**TEXT TO READ**
All of lore.kernel.org
 help / color / mirror / Atom feed
From: Zygo Blaxell <ce3g8jdj@umail.furryterror.org>
To: Jason Clara <jason@clarafamily.com>
Cc: linux-btrfs@vger.kernel.org
Subject: Re: Device Delete Stuck
Date: Sun, 29 Mar 2020 14:55:13 -0400	[thread overview]
Message-ID: <20200329185513.GD13306@hungrycats.org> (raw)
In-Reply-To: <B7A6E37C-C10A-49C3-B98A-0D659CA4E33B@clarafamily.com>

On Sun, Mar 29, 2020 at 10:13:05AM -0400, Jason Clara wrote:
> I had a previous post about when trying to do a device delete that
> it would cause my whole system to hang.  I seem to have got past
> that issue.
>
> For that, it seems like even though all the SCRUBs finished without
> any errors I still had a problem with some files.  By forcing a read
> of every single file I was able to detect the bad files in DMESG.

**STORED RECORDS**
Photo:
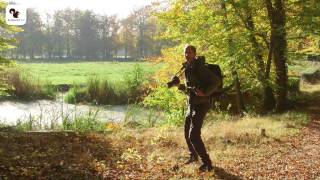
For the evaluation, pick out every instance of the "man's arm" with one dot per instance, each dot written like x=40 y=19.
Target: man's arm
x=212 y=82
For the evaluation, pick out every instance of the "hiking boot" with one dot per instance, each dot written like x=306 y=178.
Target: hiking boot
x=192 y=159
x=205 y=167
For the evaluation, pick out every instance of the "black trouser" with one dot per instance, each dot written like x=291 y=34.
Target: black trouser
x=192 y=130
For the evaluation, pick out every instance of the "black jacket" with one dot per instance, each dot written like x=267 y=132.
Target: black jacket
x=200 y=77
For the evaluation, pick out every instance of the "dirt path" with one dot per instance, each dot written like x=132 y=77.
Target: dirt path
x=68 y=155
x=297 y=158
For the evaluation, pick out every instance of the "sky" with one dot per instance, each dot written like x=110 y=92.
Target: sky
x=104 y=7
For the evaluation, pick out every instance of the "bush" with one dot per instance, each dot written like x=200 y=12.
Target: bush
x=170 y=101
x=76 y=94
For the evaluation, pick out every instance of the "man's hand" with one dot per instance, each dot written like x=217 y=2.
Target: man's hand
x=199 y=93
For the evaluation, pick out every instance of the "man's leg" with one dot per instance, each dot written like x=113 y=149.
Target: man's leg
x=200 y=111
x=187 y=123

**PROBLEM DETAILS**
Can you rewrite the paragraph in the btrfs mailing-list message that begins "For that, it seems like" as a short list that keeps its main facts? You won't need the material for this.

**RESPONSE**
- All the SCRUBs finished without errors.
- Some files still had a problem.
- Forcing a read of every file exposed the bad files in DMESG.